[WORK TO COMPLETE]
Return, unchanged and with no pictures, the lines below from the very first through the one that contains "Locate the flush".
====== SUPPLIED DATA ======
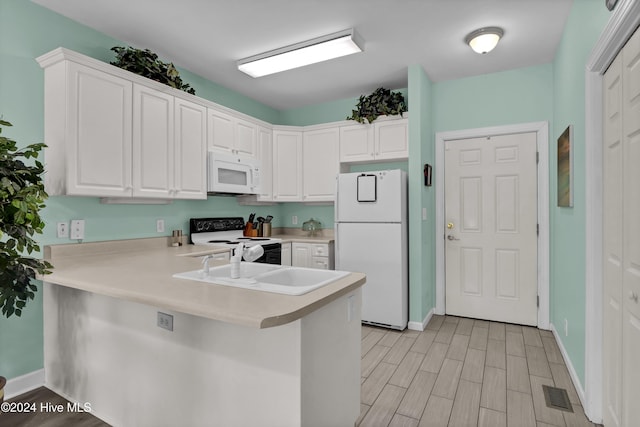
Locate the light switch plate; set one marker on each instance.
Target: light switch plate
(77, 229)
(63, 230)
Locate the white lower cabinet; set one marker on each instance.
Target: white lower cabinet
(312, 255)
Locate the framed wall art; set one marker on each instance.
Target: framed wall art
(565, 168)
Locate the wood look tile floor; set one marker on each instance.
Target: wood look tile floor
(463, 372)
(458, 372)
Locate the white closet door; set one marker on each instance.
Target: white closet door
(612, 245)
(631, 232)
(621, 229)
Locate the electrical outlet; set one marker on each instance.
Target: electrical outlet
(77, 229)
(165, 321)
(63, 230)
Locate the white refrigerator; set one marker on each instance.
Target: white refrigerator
(371, 237)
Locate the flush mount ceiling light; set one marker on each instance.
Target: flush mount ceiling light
(297, 55)
(484, 39)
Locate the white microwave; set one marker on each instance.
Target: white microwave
(234, 174)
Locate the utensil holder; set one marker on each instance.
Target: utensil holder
(266, 229)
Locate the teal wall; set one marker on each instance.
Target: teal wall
(421, 232)
(568, 263)
(26, 32)
(552, 92)
(509, 97)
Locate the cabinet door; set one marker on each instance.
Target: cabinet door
(320, 262)
(98, 133)
(391, 140)
(265, 156)
(356, 143)
(221, 131)
(287, 161)
(190, 173)
(152, 143)
(246, 137)
(285, 254)
(320, 164)
(300, 255)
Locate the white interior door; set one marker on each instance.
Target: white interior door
(491, 216)
(612, 244)
(621, 233)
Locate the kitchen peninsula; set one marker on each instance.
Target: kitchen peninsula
(235, 357)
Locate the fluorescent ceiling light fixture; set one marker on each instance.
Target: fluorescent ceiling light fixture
(297, 55)
(484, 39)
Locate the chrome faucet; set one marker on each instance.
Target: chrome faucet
(205, 264)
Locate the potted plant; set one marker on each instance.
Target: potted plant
(22, 197)
(146, 63)
(381, 102)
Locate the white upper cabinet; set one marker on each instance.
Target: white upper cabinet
(232, 134)
(87, 131)
(265, 156)
(320, 164)
(169, 146)
(381, 141)
(152, 143)
(111, 133)
(391, 139)
(287, 165)
(356, 143)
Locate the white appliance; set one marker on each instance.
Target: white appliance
(227, 233)
(371, 237)
(234, 174)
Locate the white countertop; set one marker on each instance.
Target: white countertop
(141, 270)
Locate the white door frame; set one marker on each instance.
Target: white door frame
(542, 138)
(624, 20)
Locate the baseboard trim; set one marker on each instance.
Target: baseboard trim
(572, 372)
(420, 326)
(24, 383)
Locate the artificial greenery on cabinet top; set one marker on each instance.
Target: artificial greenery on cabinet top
(146, 63)
(22, 196)
(381, 102)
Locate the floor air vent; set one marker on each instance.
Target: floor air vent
(557, 398)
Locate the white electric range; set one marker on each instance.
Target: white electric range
(227, 232)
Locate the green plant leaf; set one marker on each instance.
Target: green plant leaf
(22, 196)
(146, 63)
(380, 102)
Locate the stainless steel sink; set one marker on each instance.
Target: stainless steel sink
(267, 277)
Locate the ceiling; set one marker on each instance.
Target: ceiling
(207, 37)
======
[EXPECTED ANSWER]
Locate the light switch plate; set one marker on each instance.
Target: light switch plate
(77, 229)
(63, 230)
Locate the white lower cabinet; set one marker on each instance.
Target: white lower cabinet
(312, 255)
Locate the framed wall art; set one marker on each instance.
Target: framed wall art
(565, 168)
Locate the wood look tile floor; set one marker on each instance.
Target: wood look tile floor
(463, 372)
(458, 372)
Locate the white closet door; set one marker on each instance.
Target: white closet door
(612, 245)
(631, 232)
(621, 229)
Locate the electrical outlet; set one marker on each instance.
Target: electrical outlet
(77, 229)
(165, 321)
(63, 230)
Locate the white refrigerator; set one marker on each instance.
Target: white refrigerator
(371, 237)
Locate the flush mount ceiling light; set one marker on each instance.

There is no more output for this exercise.